### [TEXTAUSSCHNITT]
=-=-=-=-=
Prozessverbesserung

Was bringt die Blockchain, Herr Wunderlich?

Lesedauer:  6 Minuten
©AdobeStock/Maksym Yemelyanov

Jürgen Wunderlich ist Professor für Wirtschaftsinformatik an der Hochschule für angewandte Wissenschaften in Landshut – und ein Experte für die Blockchain-Technologie. Ein Gespräch über Wassertemperaturen, Datenschutzbedenken und die aktuelle Debatte zum Lieferkettengesetz.

Herr Wunderlich, was ist die Blockchain-Technologie für Sie – Hype oder Gamechanger?

Der Hype entstand vor allem durch die bereits vor über zehn Jahren erfundene erste Kryptowährung Bitcoin. Sie basiert auf der Blockchain-Technologie und stieg bis Ende 2017 nahezu exponentiell auf fast 17 000 Euro. Dadurch wurden die Vorteile der Technologie bekannt: Die Blockchain ist dezentral und praktisch fälschungssicher. Daten werden statt zentral auf einem Server an vielen verschiedenen Stellen gespeichert und können nicht geändert werden, ohne dass andere das mitbekommen. Schon ein Jahr später, also Ende 2018, hatte die Blockchain jedoch den sogenannten Gartner-Hype-Cycle durchschritten und stürzte vom Gipfel der überzogenen Erwartungen in das Tal der Enttäuschungen ab. Trotzdem gelang es ihr, sich als gemeinsam genutzte, dezentrale Datenbank auf dem Markt zu etablieren.

Und wird sie nun so manche Spielregel ändern?
=-=-=-=-=
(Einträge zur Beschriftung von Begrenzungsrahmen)

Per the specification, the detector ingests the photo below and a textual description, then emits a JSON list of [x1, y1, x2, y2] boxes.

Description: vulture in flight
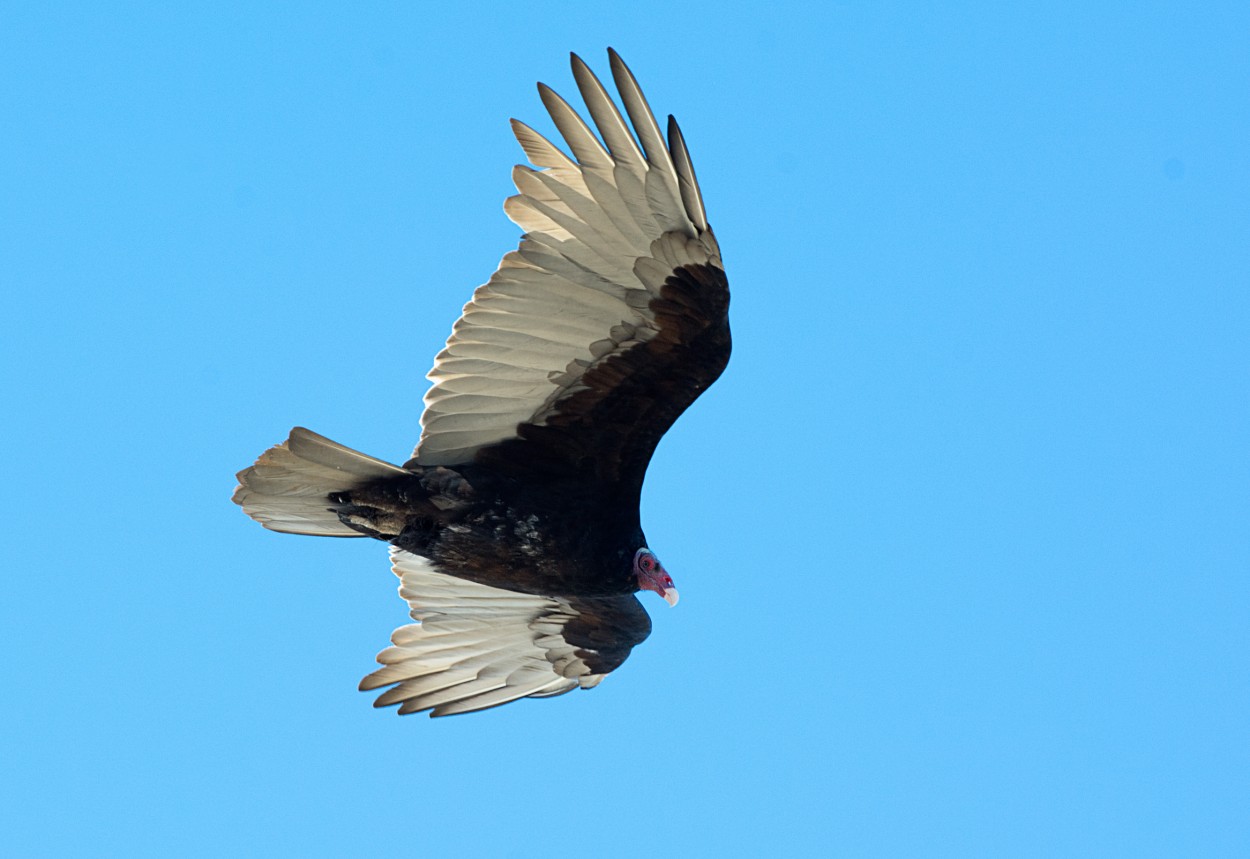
[[234, 50, 730, 715]]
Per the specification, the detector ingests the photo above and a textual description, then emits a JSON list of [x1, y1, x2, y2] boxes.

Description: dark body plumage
[[235, 54, 730, 715]]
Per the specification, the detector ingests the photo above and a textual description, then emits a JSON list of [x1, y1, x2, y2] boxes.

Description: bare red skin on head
[[634, 548, 678, 605]]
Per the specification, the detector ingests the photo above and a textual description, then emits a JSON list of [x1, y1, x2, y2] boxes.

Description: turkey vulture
[[234, 50, 730, 715]]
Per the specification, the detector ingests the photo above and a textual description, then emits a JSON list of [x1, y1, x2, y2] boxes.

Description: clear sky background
[[0, 3, 1250, 856]]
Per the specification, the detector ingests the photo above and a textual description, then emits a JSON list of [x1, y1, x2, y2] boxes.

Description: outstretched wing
[[414, 51, 730, 497], [360, 548, 651, 716]]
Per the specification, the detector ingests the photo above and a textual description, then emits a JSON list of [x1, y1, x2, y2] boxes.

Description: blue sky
[[0, 3, 1250, 856]]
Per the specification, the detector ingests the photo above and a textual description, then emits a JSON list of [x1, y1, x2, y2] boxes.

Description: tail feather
[[231, 426, 409, 536]]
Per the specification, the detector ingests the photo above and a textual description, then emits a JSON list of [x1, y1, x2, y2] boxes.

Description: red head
[[634, 546, 678, 605]]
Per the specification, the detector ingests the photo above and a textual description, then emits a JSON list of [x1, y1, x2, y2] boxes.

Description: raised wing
[[414, 51, 729, 497], [360, 548, 651, 716]]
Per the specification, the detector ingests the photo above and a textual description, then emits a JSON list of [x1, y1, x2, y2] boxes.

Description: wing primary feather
[[608, 48, 678, 210], [539, 84, 613, 170], [569, 54, 644, 168], [669, 114, 708, 231], [511, 119, 578, 170]]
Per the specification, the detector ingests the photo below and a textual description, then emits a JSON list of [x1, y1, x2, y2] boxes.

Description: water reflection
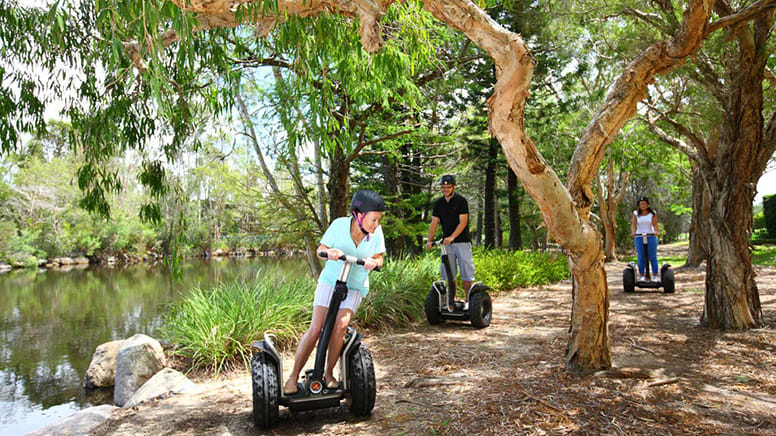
[[0, 258, 306, 434]]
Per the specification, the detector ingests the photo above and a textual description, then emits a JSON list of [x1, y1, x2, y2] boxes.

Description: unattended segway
[[425, 240, 493, 328], [622, 234, 675, 294], [251, 251, 379, 429]]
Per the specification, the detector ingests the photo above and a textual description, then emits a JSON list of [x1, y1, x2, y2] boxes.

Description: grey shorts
[[439, 242, 474, 282]]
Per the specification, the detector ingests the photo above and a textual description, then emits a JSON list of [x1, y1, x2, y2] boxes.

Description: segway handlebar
[[318, 251, 380, 271]]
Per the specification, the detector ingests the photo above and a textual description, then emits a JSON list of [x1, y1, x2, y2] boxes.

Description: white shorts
[[313, 282, 361, 315]]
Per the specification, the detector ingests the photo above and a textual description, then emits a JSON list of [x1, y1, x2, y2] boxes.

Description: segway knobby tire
[[622, 268, 636, 292], [348, 344, 377, 416], [425, 289, 445, 325], [469, 291, 493, 329], [660, 268, 676, 294], [251, 352, 280, 430]]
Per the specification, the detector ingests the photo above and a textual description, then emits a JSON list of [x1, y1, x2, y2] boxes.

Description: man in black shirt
[[426, 174, 474, 308]]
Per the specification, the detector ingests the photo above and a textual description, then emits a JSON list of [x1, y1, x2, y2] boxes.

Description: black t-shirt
[[432, 194, 471, 242]]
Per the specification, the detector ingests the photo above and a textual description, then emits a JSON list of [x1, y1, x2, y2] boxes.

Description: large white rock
[[27, 404, 117, 436], [84, 339, 124, 389], [113, 334, 167, 406], [124, 368, 201, 407]]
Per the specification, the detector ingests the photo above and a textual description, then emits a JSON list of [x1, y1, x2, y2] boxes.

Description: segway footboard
[[424, 280, 447, 325], [469, 282, 493, 328]]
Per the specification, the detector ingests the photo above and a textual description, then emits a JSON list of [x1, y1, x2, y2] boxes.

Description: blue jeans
[[635, 235, 657, 277]]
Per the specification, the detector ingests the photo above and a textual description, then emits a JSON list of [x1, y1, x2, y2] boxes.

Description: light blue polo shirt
[[318, 217, 385, 297]]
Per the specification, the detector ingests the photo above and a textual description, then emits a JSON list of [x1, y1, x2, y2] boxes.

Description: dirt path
[[92, 252, 776, 436]]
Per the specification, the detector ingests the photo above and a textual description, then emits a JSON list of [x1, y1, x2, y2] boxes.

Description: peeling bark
[[596, 160, 628, 262], [684, 165, 711, 268]]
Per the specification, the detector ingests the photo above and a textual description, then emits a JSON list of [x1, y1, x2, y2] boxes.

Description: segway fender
[[340, 327, 363, 391], [469, 282, 490, 301]]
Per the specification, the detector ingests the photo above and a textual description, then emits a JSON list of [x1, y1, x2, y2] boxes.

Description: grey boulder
[[113, 334, 167, 406]]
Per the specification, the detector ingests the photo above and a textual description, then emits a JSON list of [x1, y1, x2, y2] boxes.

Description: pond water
[[0, 257, 308, 435]]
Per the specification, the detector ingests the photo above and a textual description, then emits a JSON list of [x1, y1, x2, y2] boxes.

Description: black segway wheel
[[622, 268, 636, 292], [348, 344, 377, 416], [425, 289, 445, 325], [469, 291, 493, 329], [660, 268, 676, 294], [251, 352, 280, 430]]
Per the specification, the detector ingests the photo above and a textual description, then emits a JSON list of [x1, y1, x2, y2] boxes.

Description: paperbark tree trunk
[[596, 160, 628, 262], [684, 164, 711, 268], [650, 2, 776, 330], [701, 10, 776, 330], [168, 0, 713, 370]]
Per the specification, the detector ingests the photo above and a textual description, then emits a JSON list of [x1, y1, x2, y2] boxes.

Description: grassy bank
[[162, 250, 569, 373]]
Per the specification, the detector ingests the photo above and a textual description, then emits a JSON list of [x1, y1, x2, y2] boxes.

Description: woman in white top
[[631, 197, 660, 282]]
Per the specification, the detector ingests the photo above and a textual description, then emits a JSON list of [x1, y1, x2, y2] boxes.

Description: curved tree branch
[[566, 0, 713, 223]]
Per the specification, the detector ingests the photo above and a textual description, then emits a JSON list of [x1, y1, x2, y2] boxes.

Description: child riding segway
[[251, 251, 377, 429], [251, 190, 385, 429]]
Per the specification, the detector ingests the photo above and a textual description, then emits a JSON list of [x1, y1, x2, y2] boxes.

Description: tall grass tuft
[[356, 255, 439, 328], [162, 274, 315, 374]]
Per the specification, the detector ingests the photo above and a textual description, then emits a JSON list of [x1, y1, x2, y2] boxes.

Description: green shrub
[[162, 272, 315, 374], [763, 194, 776, 238], [8, 252, 38, 268], [474, 247, 569, 292], [754, 211, 766, 230]]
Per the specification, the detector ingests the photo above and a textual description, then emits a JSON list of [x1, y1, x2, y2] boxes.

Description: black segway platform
[[251, 252, 378, 429], [425, 241, 493, 328], [622, 262, 675, 294]]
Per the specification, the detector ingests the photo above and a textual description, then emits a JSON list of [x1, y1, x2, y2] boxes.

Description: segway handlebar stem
[[318, 251, 380, 271]]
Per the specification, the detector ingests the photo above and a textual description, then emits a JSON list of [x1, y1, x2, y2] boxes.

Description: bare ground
[[91, 247, 776, 436]]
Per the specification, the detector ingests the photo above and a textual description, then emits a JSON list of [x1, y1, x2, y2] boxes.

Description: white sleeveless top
[[633, 210, 657, 236]]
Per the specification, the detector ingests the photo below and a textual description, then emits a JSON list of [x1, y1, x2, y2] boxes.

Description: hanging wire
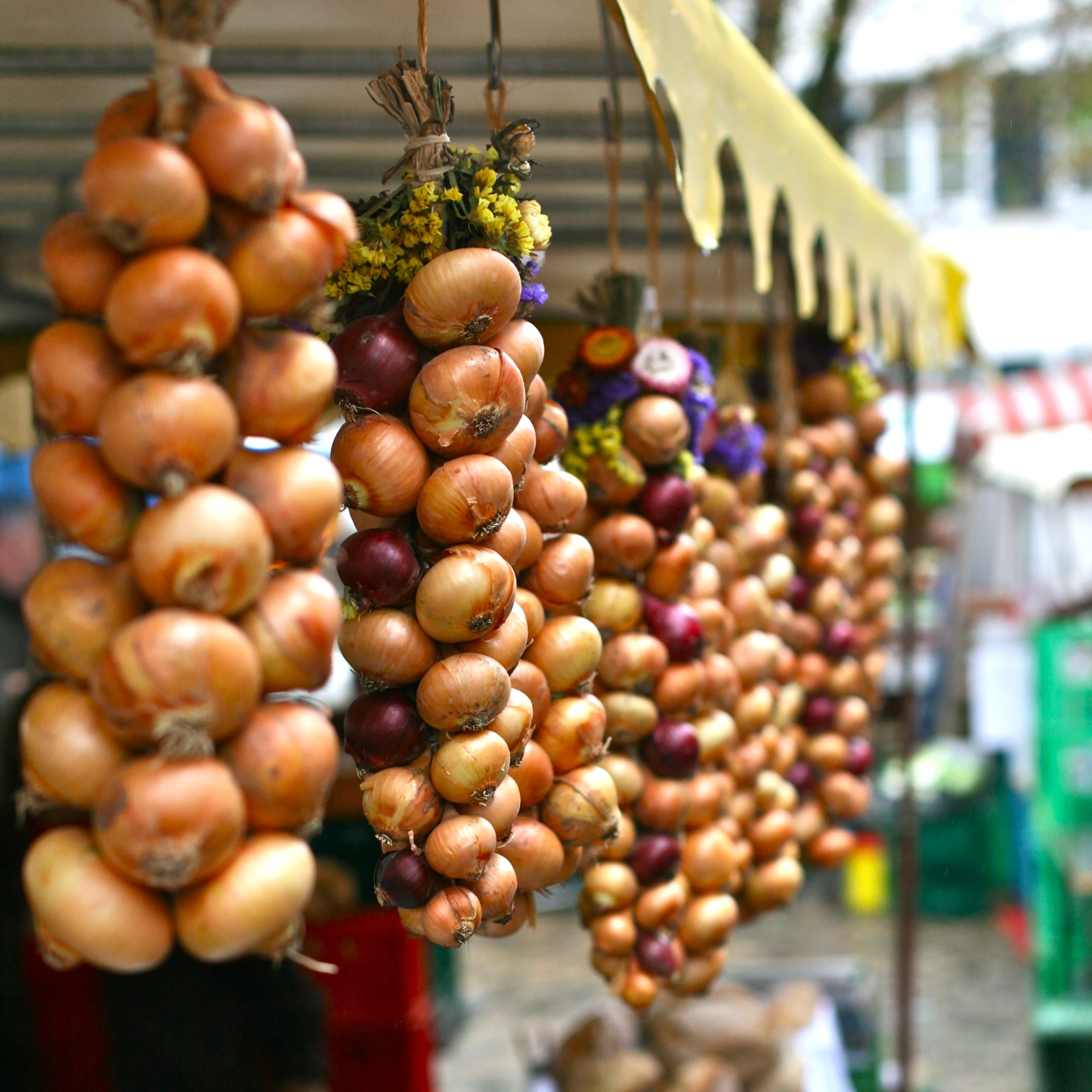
[[485, 0, 508, 132]]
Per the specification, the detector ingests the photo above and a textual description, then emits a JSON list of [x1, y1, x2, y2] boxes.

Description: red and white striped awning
[[953, 365, 1092, 438]]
=-=-=-=-=
### [DIE AUFGABE]
Beantworte die folgenden Fragen anhand des Textausschnitts über die Blockchain.
(a) In welchem Fach und an welcher Hochschule ist Jürgen Wunderlich Professor?
(b) Auf welchen Wert stieg Bitcoin bis Ende 2017?
(c) Wohin stürzte die Blockchain laut Text Ende 2018 vom Gipfel der überzogenen Erwartungen ab?

### [ERGEBNIS DER AUFGABE]
(a) Er ist Professor für Wirtschaftsinformatik an der Hochschule für angewandte Wissenschaften in Landshut.
(b) Auf fast 17 000 Euro.
(c) In das Tal der Enttäuschungen.